(Collection entries)
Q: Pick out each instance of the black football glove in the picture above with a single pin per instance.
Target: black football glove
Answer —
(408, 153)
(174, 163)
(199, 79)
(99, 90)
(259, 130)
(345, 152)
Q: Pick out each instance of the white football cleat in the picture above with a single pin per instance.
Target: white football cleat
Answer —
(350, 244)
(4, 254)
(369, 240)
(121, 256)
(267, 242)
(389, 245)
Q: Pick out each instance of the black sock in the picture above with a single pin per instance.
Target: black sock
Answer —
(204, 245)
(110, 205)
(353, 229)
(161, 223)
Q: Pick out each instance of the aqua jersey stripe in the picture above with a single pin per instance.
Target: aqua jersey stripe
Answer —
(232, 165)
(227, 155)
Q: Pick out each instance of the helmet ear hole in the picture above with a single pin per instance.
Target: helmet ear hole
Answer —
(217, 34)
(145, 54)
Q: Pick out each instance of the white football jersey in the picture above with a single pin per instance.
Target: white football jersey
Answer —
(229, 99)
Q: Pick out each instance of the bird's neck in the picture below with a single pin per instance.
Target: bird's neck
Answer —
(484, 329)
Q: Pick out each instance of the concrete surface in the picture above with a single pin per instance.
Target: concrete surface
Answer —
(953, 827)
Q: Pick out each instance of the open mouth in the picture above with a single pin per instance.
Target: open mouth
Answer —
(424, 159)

**Task description:**
Reproduce all of the records above word for word, keeping each line as it appears.

**Result for this exercise:**
Q: Pick out each instance of the black football glove in the picture above with a single pin per instance.
Target: black football glove
Answer —
(408, 153)
(174, 163)
(199, 79)
(99, 90)
(259, 130)
(345, 152)
Q: Pick out each instance of the white football cleat in the picture above with a single pin per instance.
Target: white football cleat
Answer —
(350, 244)
(4, 254)
(369, 240)
(121, 256)
(267, 242)
(389, 245)
Q: Pick out each instance of the black sock in the picture above with a single pin per instance.
Target: black sock
Answer —
(204, 245)
(110, 205)
(353, 229)
(161, 223)
Q: Pick out each instance of the aqua jersey stripe in the picture above with a single pin per instance.
Target: aqua jersey stripe
Answer —
(232, 165)
(227, 155)
Q: Pick out each instance of the helmet ear hole in the picture above with a single pin per instance.
Target: helmet ear hole
Answer —
(217, 34)
(145, 54)
Q: Pick out each instance of the white football jersey in the picture above with a single pin per instance.
Target: white football jersey
Answer —
(229, 99)
Q: Pick out each instance of the bird's neck in the picture below with a single pin per instance.
Target: bird's neck
Answer —
(484, 329)
Q: Pick out each instance of the concrete surface in the picture above with a single pin per instance.
Target: concrete surface
Answer —
(953, 827)
Q: Pick out each instance of the open mouth in the picture above with a single pin per instance.
Target: open mouth
Answer —
(424, 159)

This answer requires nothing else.